··· TEXTE CITÉ ···

Cette question devrait se conjuguer: « Comment les jeunes du cirque et de la fête foraine sont-ils acteurs de la rencontre entre foi et culture » ou bien: « Comment les jeunes du cirque et de la fête foraine peuvent-ils devenir acteurs de la rencontre entre foi et culture ». C’est sous ce second angle, on le comprend, que nous envisagerons la question.

A. L’itinérance

L’histoire des hommes, la Bible commence par l’errance: Adam et Ève sont chassés du paradis terrestre[5]. L’histoire du croyant est faite d’itinérance, depuis qu’Abraham a été appelé par Dieu à quitter le pays qui l’a vu naître, sa famille, ses possessions, pour aller vers le pays qu’il lui donnerait[6]. Et Dieu lui-même n’a-t-il pas accompagné le peuple pendant quarante ans dans le désert, après la libération de l’esclavage d’Égypte[7]? Et, lorsque David veut lui construire une maison, il rechigne[8]: il ne veut être fixé nulle part, mais toujours cheminer avec les hommes. Le fils de Dieu vient « planter sa tente » parmi nous[9]. Le « fils de l’homme » partage la vie des « sans domicile fixe ». Il « n’a pas de pierre où reposer sa tête[10]. »

··· MATÉRIEL RÉPERTORIÉ ···

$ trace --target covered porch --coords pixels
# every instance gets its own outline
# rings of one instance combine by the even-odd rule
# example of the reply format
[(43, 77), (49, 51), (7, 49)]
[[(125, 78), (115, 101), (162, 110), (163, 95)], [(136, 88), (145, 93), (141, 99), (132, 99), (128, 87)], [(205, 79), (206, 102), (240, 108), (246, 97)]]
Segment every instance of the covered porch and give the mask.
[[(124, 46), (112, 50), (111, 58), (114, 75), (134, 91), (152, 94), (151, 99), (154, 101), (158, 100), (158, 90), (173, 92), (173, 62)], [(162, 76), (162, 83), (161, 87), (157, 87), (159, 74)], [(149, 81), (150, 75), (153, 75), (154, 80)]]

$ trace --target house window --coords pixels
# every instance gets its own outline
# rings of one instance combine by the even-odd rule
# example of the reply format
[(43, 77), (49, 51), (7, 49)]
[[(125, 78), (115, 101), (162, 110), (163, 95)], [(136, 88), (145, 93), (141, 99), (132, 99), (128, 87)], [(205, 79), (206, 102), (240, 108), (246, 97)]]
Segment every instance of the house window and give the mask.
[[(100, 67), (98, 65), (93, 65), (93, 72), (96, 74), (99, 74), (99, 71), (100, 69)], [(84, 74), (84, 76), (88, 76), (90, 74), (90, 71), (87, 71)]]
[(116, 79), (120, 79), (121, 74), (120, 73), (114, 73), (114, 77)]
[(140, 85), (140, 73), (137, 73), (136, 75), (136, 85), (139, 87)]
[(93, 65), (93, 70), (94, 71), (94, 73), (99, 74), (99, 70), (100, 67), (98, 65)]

···

__CONSIGNE A__
Indiquez si chacune des affirmations suivantes concorde avec le texte cité, en répondant par oui ou par non et en citant les mots du texte qui tranchent. (i) Abraham est appelé à quitter le pays qui l'a vu naître en emmenant sa famille. (ii) Dieu accueille volontiers le projet de David de lui construire une maison. (iii) L'auteur choisit d'aborder la question selon sa seconde formulation.
__CONSIGNE B__
D'après le texte cité, pourquoi Dieu rechigne-t-il lorsque David veut lui construire une maison ? Répondez en une à trois phrases.

__RÉPONSE A__
(i) Non : « quitter le pays qui l’a vu naître, sa famille, ses possessions ».
(ii) Non : « il rechigne ».
(iii) Oui : « C’est sous ce second angle, on le comprend, que nous envisagerons la question. »

__RÉPONSE B__
Dieu rechigne parce qu'il ne veut être fixé nulle part. Il veut au contraire toujours cheminer avec les hommes.